[Opening DATA SHOWN section]

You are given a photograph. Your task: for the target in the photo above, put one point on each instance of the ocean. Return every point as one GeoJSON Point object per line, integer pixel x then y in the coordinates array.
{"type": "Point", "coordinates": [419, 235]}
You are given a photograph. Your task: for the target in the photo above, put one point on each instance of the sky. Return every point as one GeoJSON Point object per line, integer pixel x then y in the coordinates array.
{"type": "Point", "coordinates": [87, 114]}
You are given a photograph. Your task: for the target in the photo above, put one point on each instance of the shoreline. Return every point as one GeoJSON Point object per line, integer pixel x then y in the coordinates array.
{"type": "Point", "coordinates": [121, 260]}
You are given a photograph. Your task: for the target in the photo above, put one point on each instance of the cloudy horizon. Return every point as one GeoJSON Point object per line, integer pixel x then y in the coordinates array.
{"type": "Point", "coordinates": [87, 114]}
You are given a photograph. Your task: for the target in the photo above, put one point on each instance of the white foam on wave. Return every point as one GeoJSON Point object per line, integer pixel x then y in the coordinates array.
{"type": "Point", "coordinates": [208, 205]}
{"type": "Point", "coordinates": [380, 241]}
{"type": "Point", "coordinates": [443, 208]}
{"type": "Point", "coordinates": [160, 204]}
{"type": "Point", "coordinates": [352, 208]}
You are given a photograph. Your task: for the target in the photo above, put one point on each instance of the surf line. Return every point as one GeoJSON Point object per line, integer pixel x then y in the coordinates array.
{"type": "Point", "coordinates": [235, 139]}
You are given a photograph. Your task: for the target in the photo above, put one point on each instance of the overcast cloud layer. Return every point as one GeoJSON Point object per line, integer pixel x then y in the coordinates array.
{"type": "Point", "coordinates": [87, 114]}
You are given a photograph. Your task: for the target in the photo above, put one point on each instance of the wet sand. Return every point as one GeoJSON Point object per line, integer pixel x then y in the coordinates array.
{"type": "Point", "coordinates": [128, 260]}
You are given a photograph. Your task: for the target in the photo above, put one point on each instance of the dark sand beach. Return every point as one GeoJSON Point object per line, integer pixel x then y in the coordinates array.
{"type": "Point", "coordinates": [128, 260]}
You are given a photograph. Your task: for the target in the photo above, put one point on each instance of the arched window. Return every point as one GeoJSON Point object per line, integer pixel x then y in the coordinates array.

[Closing DATA SHOWN section]

REQUIREMENT: Copy out the lines above, from the one holding "of the dark" through the final line, with no other lines.

RESPONSE FOR THIS EXERCISE:
You are given a photograph. Your task: for the target in the photo above, put one point on each instance of the dark sand beach. Return every point as one GeoJSON Point object per line, integer pixel x then y in the coordinates array.
{"type": "Point", "coordinates": [128, 260]}
You are given a photograph. Your task: for the target in the photo above, put one point on each instance of the arched window. Return every point as one GeoJSON Point object per line, integer pixel x then y in the coordinates array.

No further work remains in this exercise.